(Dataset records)
########################################
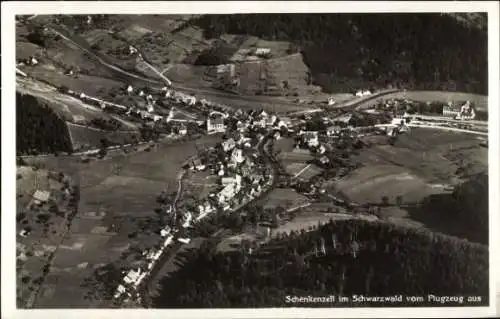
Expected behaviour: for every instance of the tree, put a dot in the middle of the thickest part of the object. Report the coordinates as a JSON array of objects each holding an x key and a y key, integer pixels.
[
  {"x": 399, "y": 200},
  {"x": 385, "y": 200}
]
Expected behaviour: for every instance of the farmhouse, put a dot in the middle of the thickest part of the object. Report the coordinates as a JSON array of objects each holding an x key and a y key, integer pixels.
[
  {"x": 215, "y": 124},
  {"x": 228, "y": 145},
  {"x": 263, "y": 52},
  {"x": 41, "y": 197},
  {"x": 467, "y": 112},
  {"x": 333, "y": 130}
]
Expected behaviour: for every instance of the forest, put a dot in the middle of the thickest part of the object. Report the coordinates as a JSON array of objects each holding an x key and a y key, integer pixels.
[
  {"x": 346, "y": 51},
  {"x": 338, "y": 258},
  {"x": 466, "y": 207},
  {"x": 38, "y": 128}
]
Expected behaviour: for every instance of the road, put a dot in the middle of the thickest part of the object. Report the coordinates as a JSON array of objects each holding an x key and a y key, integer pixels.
[{"x": 148, "y": 81}]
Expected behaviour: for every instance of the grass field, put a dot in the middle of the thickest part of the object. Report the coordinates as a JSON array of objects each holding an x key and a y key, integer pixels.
[
  {"x": 89, "y": 138},
  {"x": 284, "y": 197},
  {"x": 70, "y": 108},
  {"x": 414, "y": 166},
  {"x": 88, "y": 84},
  {"x": 124, "y": 188},
  {"x": 481, "y": 101}
]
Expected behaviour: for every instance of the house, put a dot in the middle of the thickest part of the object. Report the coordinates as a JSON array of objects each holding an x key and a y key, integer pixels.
[
  {"x": 263, "y": 52},
  {"x": 184, "y": 240},
  {"x": 33, "y": 61},
  {"x": 241, "y": 126},
  {"x": 132, "y": 276},
  {"x": 165, "y": 231},
  {"x": 284, "y": 122},
  {"x": 119, "y": 291},
  {"x": 182, "y": 130},
  {"x": 333, "y": 130},
  {"x": 215, "y": 124},
  {"x": 324, "y": 160},
  {"x": 228, "y": 145},
  {"x": 41, "y": 197},
  {"x": 197, "y": 165},
  {"x": 271, "y": 120},
  {"x": 187, "y": 219},
  {"x": 227, "y": 193},
  {"x": 311, "y": 138},
  {"x": 132, "y": 50},
  {"x": 321, "y": 149},
  {"x": 237, "y": 156},
  {"x": 168, "y": 240},
  {"x": 228, "y": 180},
  {"x": 467, "y": 112}
]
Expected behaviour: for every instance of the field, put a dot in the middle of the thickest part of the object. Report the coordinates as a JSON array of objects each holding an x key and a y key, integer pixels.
[
  {"x": 480, "y": 101},
  {"x": 284, "y": 197},
  {"x": 90, "y": 85},
  {"x": 69, "y": 108},
  {"x": 421, "y": 163},
  {"x": 45, "y": 234},
  {"x": 115, "y": 195},
  {"x": 90, "y": 138}
]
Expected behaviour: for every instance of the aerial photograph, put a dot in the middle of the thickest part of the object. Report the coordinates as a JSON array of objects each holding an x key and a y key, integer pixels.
[{"x": 270, "y": 160}]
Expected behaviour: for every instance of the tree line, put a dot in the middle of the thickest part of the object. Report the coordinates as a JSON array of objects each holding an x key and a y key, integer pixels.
[
  {"x": 360, "y": 257},
  {"x": 39, "y": 129},
  {"x": 345, "y": 51}
]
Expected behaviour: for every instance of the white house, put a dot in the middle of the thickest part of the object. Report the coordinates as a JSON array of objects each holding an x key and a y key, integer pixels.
[
  {"x": 119, "y": 291},
  {"x": 215, "y": 124},
  {"x": 41, "y": 197},
  {"x": 237, "y": 156},
  {"x": 321, "y": 149},
  {"x": 228, "y": 180},
  {"x": 165, "y": 231},
  {"x": 467, "y": 112},
  {"x": 198, "y": 165},
  {"x": 333, "y": 130},
  {"x": 262, "y": 51},
  {"x": 183, "y": 130},
  {"x": 188, "y": 217},
  {"x": 228, "y": 145},
  {"x": 132, "y": 276},
  {"x": 184, "y": 240}
]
########################################
*WRITTEN PROBLEM*
Starting at the line that contains "Expected behaviour: for every instance of the aerial" and continuing to the end of the entries, write out every line again with 87 added to each x and y coordinate. Which lines change, and how do they read after the addition?

*OUTPUT FOR THIS TASK*
Expected behaviour: for every instance of the aerial photograph, put a dot in the middle of the thickest part of the object. Report the coordinates as a JSON array of objects each holding an x key and a y key, integer pixels.
[{"x": 357, "y": 247}]
Expected behaviour: for every instance of the tree line, put a dot in the middle of the thickest part of the object. Report the coordinates as a JSON array of objects each holding an x key and a y key, integer pixels.
[
  {"x": 447, "y": 344},
  {"x": 126, "y": 216},
  {"x": 432, "y": 138}
]
Expected behaviour: for every instance of the white house, put a dot in the middle of the thickest part of the object. Report the coordinates as a JSON array of objects each holding an x key and a y key, integer pixels.
[
  {"x": 206, "y": 378},
  {"x": 302, "y": 211},
  {"x": 128, "y": 284},
  {"x": 324, "y": 243},
  {"x": 408, "y": 236},
  {"x": 315, "y": 267},
  {"x": 252, "y": 318},
  {"x": 554, "y": 199},
  {"x": 285, "y": 252},
  {"x": 420, "y": 217},
  {"x": 349, "y": 138},
  {"x": 270, "y": 217},
  {"x": 275, "y": 304},
  {"x": 315, "y": 232},
  {"x": 219, "y": 363},
  {"x": 271, "y": 327}
]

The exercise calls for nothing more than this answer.